■ EXCERPT

How to Safely Migrate Dart Code to Primary Constructors with a Deterministic CLI

The recent Dart 3.12 release added experimental support for primary constructors, a new language feature that can remove a lot of small, repetitive constructor boilerplate from our codebases.

As an example, this code:

class PrimaryButton extends StatelessWidget {
  const PrimaryButton({
    super.key,
    required this.label,
    required this.onPressed,
  });

  final String label;
  final VoidCallback? onPressed;

  @override
  Widget build(BuildContext context) { 
    return ElevatedButton(onPressed: onPressed, child: Text(label));
  }
}

Can be migrated to this:

class const PrimaryButton({
  super.key,
  required final String label,
  required final VoidCallback? onPressed,
}) extends StatelessWidget {

  @override
  Widget build(BuildContext context) {
    return ElevatedButton(onPressed: onPressed, child: Text(label));
  }
}

Less code to read. Less code to write. That's a win in my book!

In my previous article about Dart primary constructors, I've already covered all the syntax details, and understanding the syntax is a good first step.

But how can you migrate your codebase safely?

Since there's no dart fix available, you have these three options:

Migrate by hand (tedious and error-prone)
Write a coding agent skill (error-prone, token-intensive, and doesn't scale to large codebases)
Write a deterministic Dart migration CLI (fast, safe, and scales to large codebases)

This seemed like a good research project, and I figured it would be a fun task for the weekend.

Little did I know that I would spend an entire week on it, and what follows is an engineering deep dive about what I learned. Let's dive in!

Writing an Agent Skill

When I first approached this problem, my first idea was to write a skill and let coding agents do the heavy lifting.

■ GIVEN ENTRIES
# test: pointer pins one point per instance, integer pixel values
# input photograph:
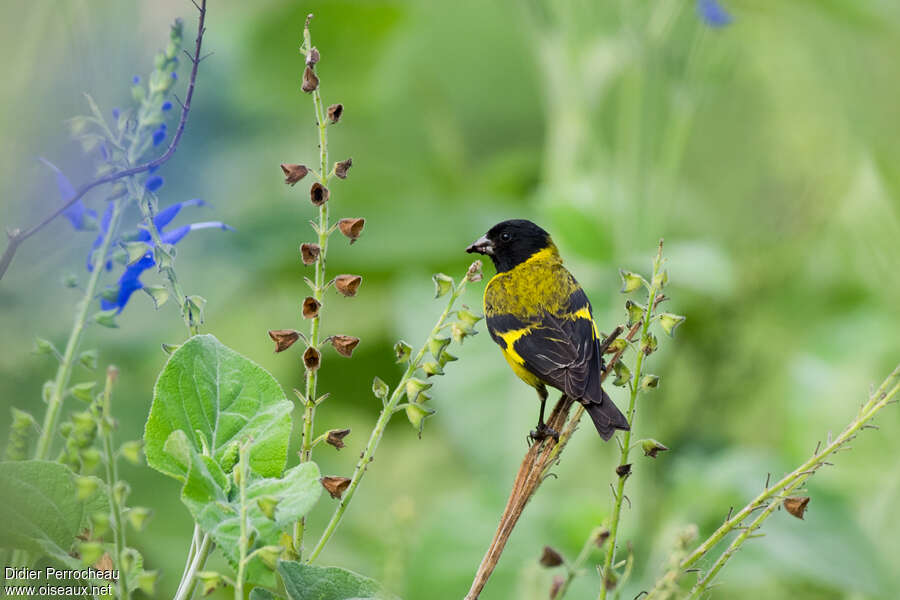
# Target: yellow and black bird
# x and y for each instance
(541, 318)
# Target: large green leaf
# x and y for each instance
(214, 502)
(217, 398)
(306, 582)
(40, 511)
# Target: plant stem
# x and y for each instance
(244, 540)
(112, 478)
(323, 231)
(383, 419)
(64, 372)
(881, 398)
(573, 570)
(609, 561)
(188, 583)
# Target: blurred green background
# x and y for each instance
(766, 153)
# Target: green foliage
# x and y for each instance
(306, 582)
(210, 495)
(216, 398)
(41, 510)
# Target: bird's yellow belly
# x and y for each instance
(519, 369)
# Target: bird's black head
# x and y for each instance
(511, 242)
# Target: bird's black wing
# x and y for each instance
(563, 350)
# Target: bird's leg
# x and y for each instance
(542, 431)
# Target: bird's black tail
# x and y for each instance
(606, 416)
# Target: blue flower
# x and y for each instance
(130, 281)
(154, 183)
(712, 13)
(159, 135)
(78, 214)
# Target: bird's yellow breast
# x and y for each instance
(538, 285)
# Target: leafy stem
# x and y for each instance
(64, 371)
(112, 478)
(244, 541)
(635, 388)
(770, 498)
(383, 419)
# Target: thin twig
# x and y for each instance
(17, 236)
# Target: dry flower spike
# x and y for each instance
(550, 557)
(334, 112)
(283, 338)
(311, 308)
(293, 173)
(309, 253)
(336, 437)
(312, 358)
(796, 505)
(310, 81)
(352, 228)
(347, 285)
(344, 344)
(342, 168)
(336, 486)
(318, 194)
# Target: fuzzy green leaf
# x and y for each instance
(306, 582)
(41, 512)
(211, 393)
(216, 508)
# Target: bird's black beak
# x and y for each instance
(482, 246)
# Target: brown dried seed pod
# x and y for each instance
(623, 470)
(283, 338)
(334, 112)
(347, 284)
(293, 173)
(344, 344)
(310, 81)
(318, 194)
(336, 437)
(309, 253)
(341, 168)
(550, 557)
(311, 308)
(556, 586)
(336, 486)
(796, 505)
(312, 358)
(313, 57)
(474, 272)
(352, 228)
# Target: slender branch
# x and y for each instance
(883, 396)
(609, 580)
(188, 582)
(244, 540)
(18, 236)
(386, 413)
(112, 478)
(539, 458)
(64, 371)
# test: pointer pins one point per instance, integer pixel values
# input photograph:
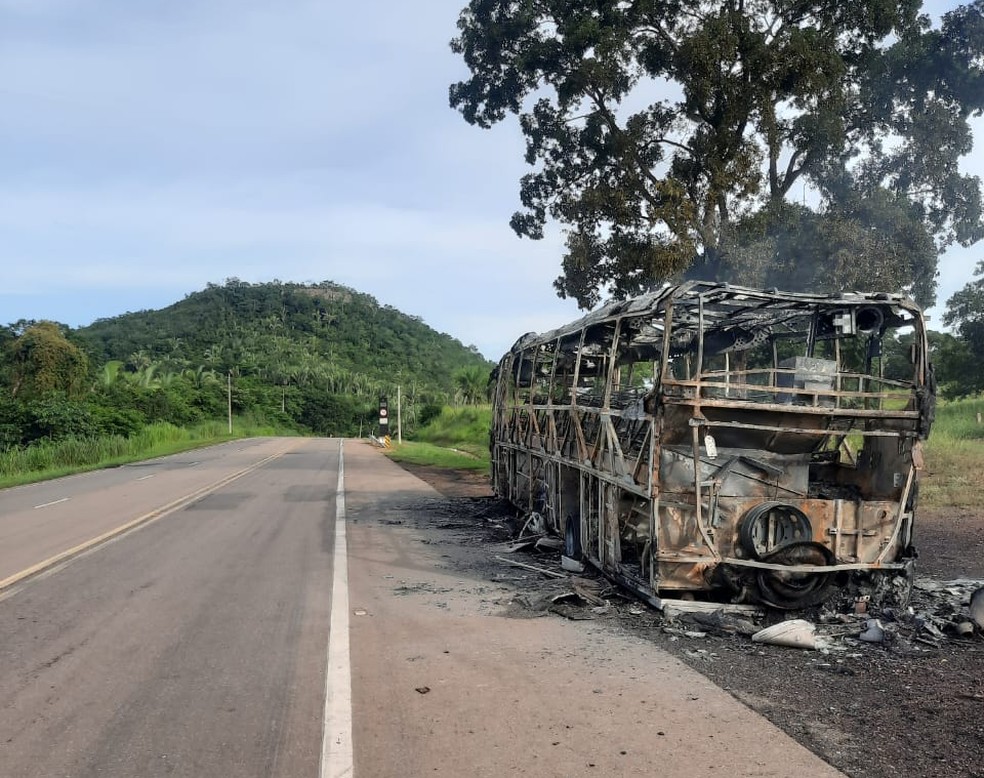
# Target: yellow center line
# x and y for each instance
(145, 519)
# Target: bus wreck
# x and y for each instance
(735, 444)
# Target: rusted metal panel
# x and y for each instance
(734, 442)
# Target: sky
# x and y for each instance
(150, 148)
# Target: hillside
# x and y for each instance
(286, 334)
(287, 357)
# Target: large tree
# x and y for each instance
(812, 143)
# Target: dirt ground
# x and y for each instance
(910, 706)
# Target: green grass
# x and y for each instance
(456, 439)
(954, 457)
(45, 459)
(436, 456)
(465, 428)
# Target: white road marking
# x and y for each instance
(53, 502)
(336, 733)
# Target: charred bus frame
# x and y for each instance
(751, 445)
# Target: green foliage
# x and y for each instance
(955, 456)
(47, 458)
(671, 138)
(472, 384)
(42, 360)
(465, 428)
(436, 456)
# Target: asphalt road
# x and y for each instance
(176, 619)
(193, 646)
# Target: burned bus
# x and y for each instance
(735, 444)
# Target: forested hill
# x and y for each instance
(286, 334)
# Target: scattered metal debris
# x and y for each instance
(794, 633)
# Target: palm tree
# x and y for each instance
(472, 384)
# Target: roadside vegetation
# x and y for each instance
(955, 456)
(457, 439)
(46, 459)
(284, 359)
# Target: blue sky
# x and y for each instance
(148, 148)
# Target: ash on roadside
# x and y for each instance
(878, 692)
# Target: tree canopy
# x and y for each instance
(774, 142)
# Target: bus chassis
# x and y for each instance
(723, 442)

■ THE TASK
Decide whether each statement below agrees with the article on migrating Dart code to primary constructors. Answer yes or no for each, and quote the words of the article that decide it.
1. A dart fix is available for migrating code to primary constructors.
2. The writer expected the project to take a weekend but spent a whole week on it.
3. Dart 3.12 added experimental support for primary constructors.

■ SOLUTION TO THE EXERCISE
1. No: "Since there's no dart fix available"
2. Yes: "I figured it would be a fun task for the weekend" and "Little did I know that I would spend an entire week on it"
3. Yes: "The recent Dart 3.12 release added experimental support for primary constructors"